§ **About this task**: From the entries that follow, copy every line with the word "tree".

#### Data to process ####

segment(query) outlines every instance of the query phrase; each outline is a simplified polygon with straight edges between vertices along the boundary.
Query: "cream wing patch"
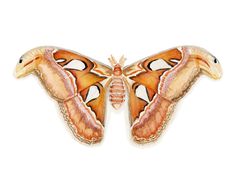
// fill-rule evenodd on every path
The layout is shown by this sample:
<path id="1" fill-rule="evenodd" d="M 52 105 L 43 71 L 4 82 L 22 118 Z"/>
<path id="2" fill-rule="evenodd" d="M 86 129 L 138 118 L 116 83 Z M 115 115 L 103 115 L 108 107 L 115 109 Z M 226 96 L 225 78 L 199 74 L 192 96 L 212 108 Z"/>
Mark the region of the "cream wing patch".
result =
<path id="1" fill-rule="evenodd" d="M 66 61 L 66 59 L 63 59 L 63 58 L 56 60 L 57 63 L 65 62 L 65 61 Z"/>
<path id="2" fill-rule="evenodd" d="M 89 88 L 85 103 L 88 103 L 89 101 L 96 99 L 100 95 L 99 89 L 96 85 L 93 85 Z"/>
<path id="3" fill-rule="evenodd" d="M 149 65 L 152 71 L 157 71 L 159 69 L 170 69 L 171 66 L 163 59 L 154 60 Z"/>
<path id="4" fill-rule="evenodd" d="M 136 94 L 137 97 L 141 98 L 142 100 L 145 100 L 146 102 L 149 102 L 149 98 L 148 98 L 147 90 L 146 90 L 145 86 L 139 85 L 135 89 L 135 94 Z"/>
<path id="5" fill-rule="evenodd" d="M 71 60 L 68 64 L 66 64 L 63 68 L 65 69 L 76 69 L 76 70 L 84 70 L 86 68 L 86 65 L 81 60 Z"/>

####
#### Data to process ####

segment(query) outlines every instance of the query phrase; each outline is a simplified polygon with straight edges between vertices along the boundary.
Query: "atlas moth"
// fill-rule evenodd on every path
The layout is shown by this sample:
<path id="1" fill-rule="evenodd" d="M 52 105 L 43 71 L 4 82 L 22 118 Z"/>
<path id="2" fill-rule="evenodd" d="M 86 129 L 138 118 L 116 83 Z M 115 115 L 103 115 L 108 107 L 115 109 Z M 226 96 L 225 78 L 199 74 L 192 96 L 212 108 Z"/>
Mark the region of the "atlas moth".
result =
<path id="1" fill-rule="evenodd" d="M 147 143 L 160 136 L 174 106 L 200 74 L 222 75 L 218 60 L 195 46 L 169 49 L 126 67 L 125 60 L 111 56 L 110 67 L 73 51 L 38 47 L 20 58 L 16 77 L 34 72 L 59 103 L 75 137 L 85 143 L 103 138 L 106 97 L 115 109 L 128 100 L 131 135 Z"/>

####
#### Data to process ####

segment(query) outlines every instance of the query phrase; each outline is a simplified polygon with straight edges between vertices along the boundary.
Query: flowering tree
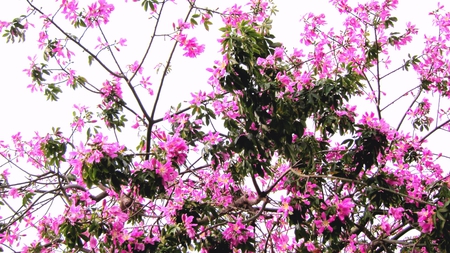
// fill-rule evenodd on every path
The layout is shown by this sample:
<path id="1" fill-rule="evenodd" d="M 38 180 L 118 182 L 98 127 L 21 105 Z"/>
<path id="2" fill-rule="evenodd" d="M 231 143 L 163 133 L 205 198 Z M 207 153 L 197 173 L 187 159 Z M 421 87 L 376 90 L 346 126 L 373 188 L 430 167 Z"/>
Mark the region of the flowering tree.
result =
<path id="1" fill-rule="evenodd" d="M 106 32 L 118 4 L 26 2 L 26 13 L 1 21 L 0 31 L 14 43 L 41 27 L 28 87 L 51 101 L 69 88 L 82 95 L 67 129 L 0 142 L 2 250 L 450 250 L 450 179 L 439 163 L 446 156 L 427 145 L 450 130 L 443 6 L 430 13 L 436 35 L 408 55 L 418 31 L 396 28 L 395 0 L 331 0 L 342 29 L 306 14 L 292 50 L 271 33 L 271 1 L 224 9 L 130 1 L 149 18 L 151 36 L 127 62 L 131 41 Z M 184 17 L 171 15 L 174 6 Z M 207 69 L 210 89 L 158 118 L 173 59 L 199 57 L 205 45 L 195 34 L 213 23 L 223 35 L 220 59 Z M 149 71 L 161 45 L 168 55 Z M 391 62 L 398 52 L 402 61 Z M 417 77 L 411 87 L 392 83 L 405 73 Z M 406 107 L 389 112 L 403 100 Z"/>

####

§ **Expected answer**:
Query: flowering tree
Mark the region of the flowering tree.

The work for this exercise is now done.